## Task objective
In the entries that follow, identify the line containing "Mark each instance of the ribbon" and return it together with all later lines, exactly as they appear.

## Material supplied
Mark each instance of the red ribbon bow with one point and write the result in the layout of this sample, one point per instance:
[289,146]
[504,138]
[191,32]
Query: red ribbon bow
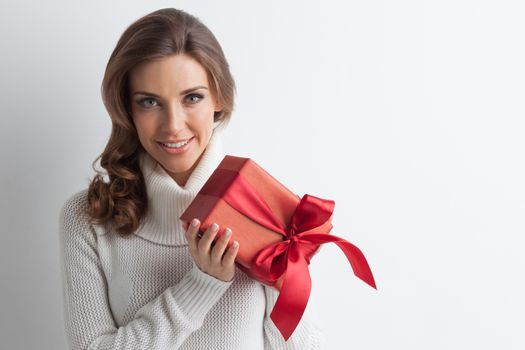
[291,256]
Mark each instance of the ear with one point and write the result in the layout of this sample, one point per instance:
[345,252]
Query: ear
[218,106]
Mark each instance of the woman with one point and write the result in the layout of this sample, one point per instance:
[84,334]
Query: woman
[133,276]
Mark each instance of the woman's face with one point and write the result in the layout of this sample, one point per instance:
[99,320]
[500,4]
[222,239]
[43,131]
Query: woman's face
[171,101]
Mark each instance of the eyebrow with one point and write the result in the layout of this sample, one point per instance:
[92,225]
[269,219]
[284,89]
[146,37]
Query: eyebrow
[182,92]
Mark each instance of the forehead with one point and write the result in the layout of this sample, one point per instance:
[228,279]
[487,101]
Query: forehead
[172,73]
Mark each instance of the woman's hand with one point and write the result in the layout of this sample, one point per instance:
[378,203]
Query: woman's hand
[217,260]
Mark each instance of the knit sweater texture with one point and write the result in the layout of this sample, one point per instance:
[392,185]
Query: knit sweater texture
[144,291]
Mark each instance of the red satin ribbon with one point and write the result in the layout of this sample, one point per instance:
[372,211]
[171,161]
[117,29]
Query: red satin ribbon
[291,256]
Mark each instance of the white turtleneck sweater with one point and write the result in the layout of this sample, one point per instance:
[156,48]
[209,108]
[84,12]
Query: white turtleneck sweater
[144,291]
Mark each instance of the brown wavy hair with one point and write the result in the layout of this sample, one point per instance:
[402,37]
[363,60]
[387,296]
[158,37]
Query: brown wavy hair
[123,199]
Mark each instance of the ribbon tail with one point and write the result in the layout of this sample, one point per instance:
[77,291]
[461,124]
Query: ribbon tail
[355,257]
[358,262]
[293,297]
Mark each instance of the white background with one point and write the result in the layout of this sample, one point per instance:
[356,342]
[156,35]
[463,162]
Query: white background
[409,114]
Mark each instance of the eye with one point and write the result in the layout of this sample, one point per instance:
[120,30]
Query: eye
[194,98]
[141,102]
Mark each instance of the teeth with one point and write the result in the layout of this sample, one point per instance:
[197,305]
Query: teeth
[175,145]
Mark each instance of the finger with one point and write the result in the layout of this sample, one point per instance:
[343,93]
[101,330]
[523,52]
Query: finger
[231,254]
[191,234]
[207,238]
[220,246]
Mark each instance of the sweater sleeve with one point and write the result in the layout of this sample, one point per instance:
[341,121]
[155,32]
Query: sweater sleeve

## Result of this task
Mark each instance of the ribbon tail with one point and write the result in the layout of this sample, one point per instance:
[77,291]
[461,124]
Query: ribbon tail
[355,257]
[358,262]
[293,297]
Mark each instance of the white background with one point and write the result in the layout of this sample, one point per instance:
[356,342]
[156,35]
[463,162]
Query: white background
[409,114]
Mark each instance of the eye with one point and write the result in the layout of this sample, one point per instance:
[120,30]
Query: eye
[194,98]
[141,102]
Mark each instance of the teeth with one point and write the result in the layout of this sample, one point per instance:
[197,305]
Query: teeth
[175,145]
Mark each instance of the finger with one point and write the result in the layout of this sample, one point per instance:
[343,93]
[101,330]
[523,52]
Query: finger
[231,254]
[191,234]
[207,238]
[220,246]
Mark each instance of the sweater sleeve with one point and write the result in the layout of this sample, one point per instance:
[341,121]
[155,32]
Query: sweater sleeve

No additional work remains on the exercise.